[Extracted records]
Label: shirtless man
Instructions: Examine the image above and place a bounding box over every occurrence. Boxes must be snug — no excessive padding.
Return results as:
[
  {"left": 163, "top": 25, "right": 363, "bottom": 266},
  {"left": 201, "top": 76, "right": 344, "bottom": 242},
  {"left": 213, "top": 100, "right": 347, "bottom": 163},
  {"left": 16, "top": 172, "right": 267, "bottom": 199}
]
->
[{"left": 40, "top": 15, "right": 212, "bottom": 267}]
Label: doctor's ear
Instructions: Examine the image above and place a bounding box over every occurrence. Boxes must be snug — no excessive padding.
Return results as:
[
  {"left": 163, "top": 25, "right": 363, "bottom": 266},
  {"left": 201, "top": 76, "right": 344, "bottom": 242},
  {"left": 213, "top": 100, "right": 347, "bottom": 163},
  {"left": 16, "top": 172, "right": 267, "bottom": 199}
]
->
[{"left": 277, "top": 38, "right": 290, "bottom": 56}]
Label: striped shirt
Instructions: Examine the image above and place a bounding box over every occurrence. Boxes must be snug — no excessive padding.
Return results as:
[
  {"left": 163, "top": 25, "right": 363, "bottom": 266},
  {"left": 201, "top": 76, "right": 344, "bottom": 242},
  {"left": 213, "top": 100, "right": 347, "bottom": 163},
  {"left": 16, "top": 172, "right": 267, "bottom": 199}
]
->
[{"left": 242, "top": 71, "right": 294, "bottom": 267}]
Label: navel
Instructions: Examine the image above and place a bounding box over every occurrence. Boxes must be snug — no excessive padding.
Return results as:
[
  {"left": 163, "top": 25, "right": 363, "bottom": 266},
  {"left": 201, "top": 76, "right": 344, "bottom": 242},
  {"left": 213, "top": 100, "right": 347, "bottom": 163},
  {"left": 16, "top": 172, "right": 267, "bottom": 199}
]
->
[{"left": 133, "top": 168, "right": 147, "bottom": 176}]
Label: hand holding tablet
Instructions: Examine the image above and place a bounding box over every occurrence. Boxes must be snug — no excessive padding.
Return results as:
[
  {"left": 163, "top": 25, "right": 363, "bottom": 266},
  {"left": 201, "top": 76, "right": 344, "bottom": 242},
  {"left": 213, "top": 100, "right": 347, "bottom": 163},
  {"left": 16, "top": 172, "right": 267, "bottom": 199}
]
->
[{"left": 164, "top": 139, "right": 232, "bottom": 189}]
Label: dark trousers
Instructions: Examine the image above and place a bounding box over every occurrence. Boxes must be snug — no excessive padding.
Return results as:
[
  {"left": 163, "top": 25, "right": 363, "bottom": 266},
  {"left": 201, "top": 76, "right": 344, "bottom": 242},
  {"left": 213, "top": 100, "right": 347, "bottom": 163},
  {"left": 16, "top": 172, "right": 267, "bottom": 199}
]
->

* * *

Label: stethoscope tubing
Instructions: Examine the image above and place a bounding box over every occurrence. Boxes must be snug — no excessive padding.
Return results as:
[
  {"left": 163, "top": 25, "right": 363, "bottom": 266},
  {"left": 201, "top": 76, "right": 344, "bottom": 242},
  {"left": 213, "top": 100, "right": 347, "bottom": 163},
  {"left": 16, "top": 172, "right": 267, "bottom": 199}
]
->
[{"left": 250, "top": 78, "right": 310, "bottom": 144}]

> _Objective_
Pull out each line of the records that contains the string "Label". Treat uppercase and lowercase letters as different.

> _Finished task_
Label: shirtless man
Label: doctor's ear
Label: striped shirt
Label: navel
Label: hand holding tablet
Label: dark trousers
Label: stethoscope tubing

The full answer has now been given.